*Document passage*.
—————
Rebuilding the arms market

"Under Gorbachev, the idea of universal disarmament was extremely popular not only in the intellectual circles, but also among some decision makers," recalled Vadim Medvedev, number two in the Central Committee of the Communist party of the Soviet Union between 1986 and 1988, and one of Gorbachev's closest associates.

Twenty years later, this idealism gave way to cold pragmatism and a business mentality on Russia's side. "One can even call the current Russian policy on arms exports a mercantile one," said Fyodor Lukyanov, the editor in chief of the Russia in Global Affairs magazine. "The idea behind it is this: if the United States leaves just about all existing arms control agreements and expands its arms exports to our traditional markets, how can it expect us to behave otherwise?"

This transition was gradual. The first disappointment came with the so-called conversion, ie the reorientation of military industry to civilian production, which failed to deliver the expected results both in the late 1980s and in the early 1990s.
—————
*Material*.
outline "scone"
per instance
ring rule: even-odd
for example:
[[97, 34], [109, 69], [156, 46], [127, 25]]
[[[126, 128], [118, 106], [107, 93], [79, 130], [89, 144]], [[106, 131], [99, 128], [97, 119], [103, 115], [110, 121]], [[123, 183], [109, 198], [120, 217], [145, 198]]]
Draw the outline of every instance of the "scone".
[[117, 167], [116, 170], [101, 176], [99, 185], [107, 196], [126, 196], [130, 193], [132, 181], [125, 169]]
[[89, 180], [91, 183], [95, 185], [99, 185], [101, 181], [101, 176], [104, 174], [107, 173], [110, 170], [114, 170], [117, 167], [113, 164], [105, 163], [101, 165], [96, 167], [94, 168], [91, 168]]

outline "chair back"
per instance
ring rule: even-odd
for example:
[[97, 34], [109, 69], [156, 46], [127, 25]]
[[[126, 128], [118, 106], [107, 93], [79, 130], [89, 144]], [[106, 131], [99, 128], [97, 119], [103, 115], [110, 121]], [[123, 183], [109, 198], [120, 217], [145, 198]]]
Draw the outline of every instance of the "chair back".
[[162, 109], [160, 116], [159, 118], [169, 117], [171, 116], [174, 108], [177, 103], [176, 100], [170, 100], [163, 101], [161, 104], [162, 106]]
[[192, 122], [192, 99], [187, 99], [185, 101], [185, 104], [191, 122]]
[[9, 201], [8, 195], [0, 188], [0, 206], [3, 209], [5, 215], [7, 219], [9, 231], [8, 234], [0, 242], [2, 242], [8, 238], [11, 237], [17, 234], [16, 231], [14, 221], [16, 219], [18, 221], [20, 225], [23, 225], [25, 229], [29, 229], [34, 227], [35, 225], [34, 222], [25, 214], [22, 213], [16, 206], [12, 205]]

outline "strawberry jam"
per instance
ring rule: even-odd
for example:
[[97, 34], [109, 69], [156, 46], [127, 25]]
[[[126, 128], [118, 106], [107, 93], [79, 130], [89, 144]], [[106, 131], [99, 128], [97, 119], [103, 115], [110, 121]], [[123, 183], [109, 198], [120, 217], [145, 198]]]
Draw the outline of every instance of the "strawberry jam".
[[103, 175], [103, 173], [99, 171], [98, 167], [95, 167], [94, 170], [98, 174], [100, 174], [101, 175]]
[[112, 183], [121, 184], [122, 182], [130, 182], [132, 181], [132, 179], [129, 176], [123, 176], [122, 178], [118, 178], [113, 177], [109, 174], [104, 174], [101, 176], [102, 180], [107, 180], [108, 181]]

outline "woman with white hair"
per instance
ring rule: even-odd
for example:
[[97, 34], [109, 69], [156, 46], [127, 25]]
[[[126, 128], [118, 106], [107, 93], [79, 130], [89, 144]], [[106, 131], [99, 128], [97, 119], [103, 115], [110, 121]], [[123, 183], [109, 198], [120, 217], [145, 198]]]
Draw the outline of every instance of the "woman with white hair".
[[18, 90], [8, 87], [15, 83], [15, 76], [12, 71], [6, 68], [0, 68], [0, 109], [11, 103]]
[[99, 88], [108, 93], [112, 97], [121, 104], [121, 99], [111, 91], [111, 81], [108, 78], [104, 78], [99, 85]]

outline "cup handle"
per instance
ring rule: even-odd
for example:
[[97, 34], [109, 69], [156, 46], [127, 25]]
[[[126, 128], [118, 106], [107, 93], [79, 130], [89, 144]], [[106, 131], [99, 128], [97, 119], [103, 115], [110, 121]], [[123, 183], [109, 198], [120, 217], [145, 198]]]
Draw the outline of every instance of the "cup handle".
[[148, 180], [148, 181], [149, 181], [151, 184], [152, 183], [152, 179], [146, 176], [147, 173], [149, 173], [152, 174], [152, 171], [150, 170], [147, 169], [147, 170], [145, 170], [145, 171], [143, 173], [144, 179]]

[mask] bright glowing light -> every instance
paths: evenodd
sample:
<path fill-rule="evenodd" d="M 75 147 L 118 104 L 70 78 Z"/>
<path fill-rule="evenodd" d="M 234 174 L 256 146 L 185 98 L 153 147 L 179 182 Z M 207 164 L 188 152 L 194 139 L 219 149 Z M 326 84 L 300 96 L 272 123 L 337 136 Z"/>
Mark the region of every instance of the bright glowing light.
—————
*What is asked*.
a – Answer these questions from the piece on Russia's arms market, one line each:
(i) What position did Vadim Medvedev hold between 1986 and 1988?
(ii) Which magazine is Fyodor Lukyanov the editor in chief of?
(iii) What was the reorientation of military industry to civilian production called?
b – Name every person mentioned by name in the piece on Russia's arms market.
c – Write the next part of the piece on Russia's arms market, picking up after its final sentence.

*Responses*.
a –
(i) He was number two in the Central Committee of the Communist party of the Soviet Union.
(ii) Russia in Global Affairs.
(iii) Conversion.

b –
Gorbachev
Vadim Medvedev
Fyodor Lukyanov

c –
The widespread belief that the generally efficient Soviet defence industry could be made equally efficient in making civilian products proved to be wrong.

Thus, by 1992-1993, the Russian defence industry resumed searching for customers abroad, trying to regain its number two position (after the United States) on the world arms market, which appeared to be hopelessly lost to Great Britain back in the late 1980s.

"At the time, the Russian state scrapped the monopoly on foreign trade, which it had been holding since the 1920s," said Ivan Safranchuk, a former representative of the Washington-based Centre for Defence Information in Moscow. "A lot of people interpreted it as a green light to uncontrolled arms exports. Numerous trading companies, sometimes with unclear credentials, started to sell abroad anything that could be sold, from Kalashnikovs to MiG fighters."

Only by the mid-1990s did the state start to bring back a kind of order to this sphere, establishing the State Committee on Arms Exports (Rosvooruzheniye) as the main body coordinating the work of numerous defence industry plants, which preferred reorienting themselves to foreign markets as orders from the Russian Ministry of Defence became scarcer. This allowed the Russian defence industry to survive, even as, in 1996, the Russian army stopped buying tanks from its own industry.

The other dose of oxygen for the Russian defence industry came from central and eastern Europe, where the former Soviet bloc countries, having overcome the initial difficulties of transitioning to a market economy, began upgrading their old Soviet-made weapons in order to fit the standards of Nato, whose expansion became inevitable starting in 1993.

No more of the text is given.